Excerpt:
....

[R-pkg-devel] Save and restoring random number seed in a package function

Noah Greifer no@h@gre||er @end|ng |rom gm@||@com
Wed Sep 14 22:31:24 CEST 2022


Hi Henrik,

Thank you so much, this is extremely helpful! Glad to know my approach is
not unreasonable. Hopefully CRAN will be okay with these modifications.

Noah

On Wed, Sep 14, 2022 at 2:16 PM Henrik Bengtsson <henrik.bengtsson using gmail.com>
wrote:

> Great to see you're handling the corner case when .Random.seed is not
> set.  Note that your current implementation of boot.array() still
> risks leaving .Random.seed modified in case an error or an interrupt
> occurs while evaluating boot.array().  If that happens, one certainly
> can argue that it modifies the .GlobalEnv environment.  A more robust
> solution is:
>
> boot.array <- function(boot.out) {
>   genv <- globalenv()
>
>   # Make sure to leave '.Random.seed' as-is on exit
>   old_seed <- genv$.Random.seed
>   on.exit(suspendInterrupts({
>     if (is.null(old_seed)) {
>       rm(".Random.seed", envir = genv, inherits = FALSE)
>     } else {
>       assign(".Random.seed", value = old_seed, envir = genv, inherits =
> FALSE)
>     }
>   }))
>
>   # Assign saved seed from boot.out
>   assign(".Random.seed", value = boot.out$seed, envir = genv)
>
>   # Generate same random numbers from boot() call
> }
>
> This implementation leaves .GlobalEnv unmodified when the function
> exits, regardless of how.
>
> If CRAN would not allow temporarily modifying the .Random.seed this
> way, there would not be possible to distribute a lot of statistical
> algorithm on CRAN. I can't speak for CRAN, but I would assume they
> accept this type of approach, since it should have no side effects.
> FWIW, this strategy is used by several CRAN packages for generating
> random numbers in "stealth mode" while R's RNG, e.g. 'future.apply'
> (mine) and 'withr'. If you have a GitHub account, you find hundres of
> other CRAN examples by searching "org:cran assign .Random.seed".  So,
> you're not alone in this need.  As a fallback, you could use
> `withr::with_seed()` which uses the above approach. That would put the
> burden on the 'withr' maintainer to argue for this approach.
>
> Hope this helps,
>
> Henrik
>
>
> On Wed, Sep 14, 2022 at 8:11 AM Noah Greifer <noah.greifer using gmail.com>
> wrote:
> >
> > Yes, set.seed() cannot accept .Random.Seed as an input; it can only take
> a
> > single integer. As said in this answer
> > <https://stackoverflow.com/a/13997608/6348551>, there is a one-way
> > relationship between set.seed() and .Random.Seed. My understanding is
> that
> > the recommended way to restore the seed is to assign the saved seed to
> > .Random.Seed in the global environment, though this is the method that is
> > not allowed by the CRAN policy. Unfortunately saving it in the
> environment
> > of the inner function is not sufficient.

....

Written request A: Find every line of the listing that contains the word "shorts", matching case exactly, and copy each such line.

....

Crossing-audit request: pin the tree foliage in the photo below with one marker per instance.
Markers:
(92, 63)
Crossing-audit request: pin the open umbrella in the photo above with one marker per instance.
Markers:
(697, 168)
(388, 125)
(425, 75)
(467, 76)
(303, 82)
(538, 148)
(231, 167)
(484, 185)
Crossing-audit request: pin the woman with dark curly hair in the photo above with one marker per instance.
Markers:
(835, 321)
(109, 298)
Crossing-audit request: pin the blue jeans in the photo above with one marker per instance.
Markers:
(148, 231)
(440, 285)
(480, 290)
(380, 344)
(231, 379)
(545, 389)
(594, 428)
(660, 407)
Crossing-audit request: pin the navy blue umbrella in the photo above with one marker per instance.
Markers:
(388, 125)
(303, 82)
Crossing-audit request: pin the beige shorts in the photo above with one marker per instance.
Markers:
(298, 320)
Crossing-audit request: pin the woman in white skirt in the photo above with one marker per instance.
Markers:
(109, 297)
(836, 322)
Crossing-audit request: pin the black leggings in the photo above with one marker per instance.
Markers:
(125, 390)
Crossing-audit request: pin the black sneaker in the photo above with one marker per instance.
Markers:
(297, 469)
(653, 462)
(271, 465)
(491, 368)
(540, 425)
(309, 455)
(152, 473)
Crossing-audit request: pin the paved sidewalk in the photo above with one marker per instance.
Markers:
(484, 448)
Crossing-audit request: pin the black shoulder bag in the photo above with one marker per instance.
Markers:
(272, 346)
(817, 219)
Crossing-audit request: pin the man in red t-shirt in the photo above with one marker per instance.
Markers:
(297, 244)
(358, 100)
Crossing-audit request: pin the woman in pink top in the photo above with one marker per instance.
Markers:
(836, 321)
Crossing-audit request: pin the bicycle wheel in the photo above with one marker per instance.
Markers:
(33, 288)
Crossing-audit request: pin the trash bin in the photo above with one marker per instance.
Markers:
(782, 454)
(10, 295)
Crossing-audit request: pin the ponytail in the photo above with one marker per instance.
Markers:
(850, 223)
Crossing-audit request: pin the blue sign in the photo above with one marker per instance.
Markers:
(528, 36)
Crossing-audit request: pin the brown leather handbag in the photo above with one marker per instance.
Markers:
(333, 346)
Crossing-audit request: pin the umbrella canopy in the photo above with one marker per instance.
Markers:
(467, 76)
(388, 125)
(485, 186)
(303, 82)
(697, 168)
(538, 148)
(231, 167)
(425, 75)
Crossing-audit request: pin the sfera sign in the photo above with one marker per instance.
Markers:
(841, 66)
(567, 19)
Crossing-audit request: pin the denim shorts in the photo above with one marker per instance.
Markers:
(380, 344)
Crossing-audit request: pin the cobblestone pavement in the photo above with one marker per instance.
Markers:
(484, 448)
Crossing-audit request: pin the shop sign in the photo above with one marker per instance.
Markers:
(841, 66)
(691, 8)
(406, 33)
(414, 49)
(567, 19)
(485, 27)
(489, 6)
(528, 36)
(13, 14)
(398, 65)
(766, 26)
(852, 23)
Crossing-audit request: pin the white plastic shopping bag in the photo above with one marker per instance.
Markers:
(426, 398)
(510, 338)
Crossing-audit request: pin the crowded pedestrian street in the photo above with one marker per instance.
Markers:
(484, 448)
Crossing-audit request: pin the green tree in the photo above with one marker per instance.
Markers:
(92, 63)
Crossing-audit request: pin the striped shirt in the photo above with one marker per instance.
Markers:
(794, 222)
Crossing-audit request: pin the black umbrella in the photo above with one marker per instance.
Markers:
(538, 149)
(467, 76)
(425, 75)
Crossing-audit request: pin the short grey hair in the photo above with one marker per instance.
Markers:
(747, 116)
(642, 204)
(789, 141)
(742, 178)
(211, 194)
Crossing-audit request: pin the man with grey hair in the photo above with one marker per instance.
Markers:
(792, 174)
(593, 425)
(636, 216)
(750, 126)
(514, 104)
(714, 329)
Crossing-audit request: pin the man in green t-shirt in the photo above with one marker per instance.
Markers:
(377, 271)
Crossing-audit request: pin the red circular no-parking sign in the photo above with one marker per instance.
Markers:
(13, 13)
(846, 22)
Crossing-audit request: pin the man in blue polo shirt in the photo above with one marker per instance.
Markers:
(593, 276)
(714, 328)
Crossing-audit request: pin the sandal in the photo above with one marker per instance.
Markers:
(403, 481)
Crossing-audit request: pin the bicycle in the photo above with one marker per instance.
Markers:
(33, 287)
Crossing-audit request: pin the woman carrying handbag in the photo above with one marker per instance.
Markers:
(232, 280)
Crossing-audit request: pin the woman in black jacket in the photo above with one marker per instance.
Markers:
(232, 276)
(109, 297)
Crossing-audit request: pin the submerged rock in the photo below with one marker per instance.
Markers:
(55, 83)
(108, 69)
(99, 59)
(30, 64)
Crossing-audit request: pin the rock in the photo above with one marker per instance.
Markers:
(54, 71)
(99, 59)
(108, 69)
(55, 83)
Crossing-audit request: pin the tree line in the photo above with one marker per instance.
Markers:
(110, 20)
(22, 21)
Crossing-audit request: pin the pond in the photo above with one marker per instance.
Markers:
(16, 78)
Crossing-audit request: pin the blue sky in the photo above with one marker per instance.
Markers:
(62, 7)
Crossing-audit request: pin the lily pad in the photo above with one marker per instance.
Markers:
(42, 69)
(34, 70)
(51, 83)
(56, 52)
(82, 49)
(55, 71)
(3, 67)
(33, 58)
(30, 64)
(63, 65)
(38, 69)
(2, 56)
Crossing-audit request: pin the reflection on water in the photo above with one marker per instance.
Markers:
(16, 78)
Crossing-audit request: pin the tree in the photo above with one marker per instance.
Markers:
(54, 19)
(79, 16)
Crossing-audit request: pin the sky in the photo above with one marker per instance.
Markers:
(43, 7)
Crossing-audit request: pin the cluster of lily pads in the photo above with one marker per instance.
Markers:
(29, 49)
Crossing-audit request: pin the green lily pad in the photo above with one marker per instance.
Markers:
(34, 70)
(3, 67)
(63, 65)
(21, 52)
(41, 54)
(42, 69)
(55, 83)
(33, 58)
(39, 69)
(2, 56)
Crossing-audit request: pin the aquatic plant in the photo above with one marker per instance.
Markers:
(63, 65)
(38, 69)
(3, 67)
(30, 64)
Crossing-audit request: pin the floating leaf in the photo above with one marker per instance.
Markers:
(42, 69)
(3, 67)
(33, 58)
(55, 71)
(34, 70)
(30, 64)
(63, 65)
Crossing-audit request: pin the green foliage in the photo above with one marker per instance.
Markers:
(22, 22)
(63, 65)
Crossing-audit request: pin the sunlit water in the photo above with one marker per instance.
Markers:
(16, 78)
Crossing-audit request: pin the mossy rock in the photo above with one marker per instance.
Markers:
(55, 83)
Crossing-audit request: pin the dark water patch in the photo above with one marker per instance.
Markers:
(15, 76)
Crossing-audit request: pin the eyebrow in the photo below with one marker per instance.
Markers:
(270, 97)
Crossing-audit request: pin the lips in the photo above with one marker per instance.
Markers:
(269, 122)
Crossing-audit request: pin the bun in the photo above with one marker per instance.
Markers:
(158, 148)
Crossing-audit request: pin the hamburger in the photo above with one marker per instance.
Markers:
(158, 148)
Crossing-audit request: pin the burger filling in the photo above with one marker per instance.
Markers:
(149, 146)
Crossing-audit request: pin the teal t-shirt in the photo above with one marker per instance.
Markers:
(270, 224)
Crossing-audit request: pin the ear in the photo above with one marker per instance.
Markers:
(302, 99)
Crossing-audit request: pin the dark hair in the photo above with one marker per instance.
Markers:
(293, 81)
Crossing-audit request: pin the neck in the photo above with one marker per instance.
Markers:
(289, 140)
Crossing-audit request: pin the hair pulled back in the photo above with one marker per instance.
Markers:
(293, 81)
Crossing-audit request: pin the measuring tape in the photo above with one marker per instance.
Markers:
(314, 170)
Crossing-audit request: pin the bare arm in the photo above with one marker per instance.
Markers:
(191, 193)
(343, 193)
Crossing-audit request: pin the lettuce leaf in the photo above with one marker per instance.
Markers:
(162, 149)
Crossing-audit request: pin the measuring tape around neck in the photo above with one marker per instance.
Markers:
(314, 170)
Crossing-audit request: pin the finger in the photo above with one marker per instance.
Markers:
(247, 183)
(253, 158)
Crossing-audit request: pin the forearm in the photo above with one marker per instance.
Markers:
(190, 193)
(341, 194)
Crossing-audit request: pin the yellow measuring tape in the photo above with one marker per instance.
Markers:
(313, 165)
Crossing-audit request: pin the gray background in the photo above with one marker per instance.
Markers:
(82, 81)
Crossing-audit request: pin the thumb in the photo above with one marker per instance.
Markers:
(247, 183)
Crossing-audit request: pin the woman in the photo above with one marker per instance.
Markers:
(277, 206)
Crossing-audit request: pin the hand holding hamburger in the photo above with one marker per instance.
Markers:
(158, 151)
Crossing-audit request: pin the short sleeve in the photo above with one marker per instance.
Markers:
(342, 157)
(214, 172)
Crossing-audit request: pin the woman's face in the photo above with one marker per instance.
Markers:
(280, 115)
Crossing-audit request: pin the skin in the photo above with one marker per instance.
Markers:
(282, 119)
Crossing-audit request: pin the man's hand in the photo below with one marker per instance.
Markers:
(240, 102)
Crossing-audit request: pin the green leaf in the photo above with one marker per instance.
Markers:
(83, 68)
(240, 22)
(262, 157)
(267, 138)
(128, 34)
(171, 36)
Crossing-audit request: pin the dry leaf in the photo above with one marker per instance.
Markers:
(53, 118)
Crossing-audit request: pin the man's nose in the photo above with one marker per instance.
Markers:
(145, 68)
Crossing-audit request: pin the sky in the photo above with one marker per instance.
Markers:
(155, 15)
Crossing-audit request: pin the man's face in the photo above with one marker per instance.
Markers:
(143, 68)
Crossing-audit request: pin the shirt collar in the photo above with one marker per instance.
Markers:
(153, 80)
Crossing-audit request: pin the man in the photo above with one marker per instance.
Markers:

....

Written request B:
Answer these questions from the thread on saving and restoring the random number seed:
(i) What function does Henrik name as a fallback that uses his suggested approach?
(ii) According to Noah's earlier message, what is the only kind of input set.seed() can take?
(iii) What search does Henrik suggest on GitHub for finding other CRAN examples?

Complete output A:
Crossing-audit request: pin the beige shorts in the photo above with one marker per instance.
Crossing-audit request: pin the denim shorts in the photo above with one marker per instance.

Complete output B:
(i) `withr::with_seed()`
(ii) A single integer.
(iii) "org:cran assign .Random.seed"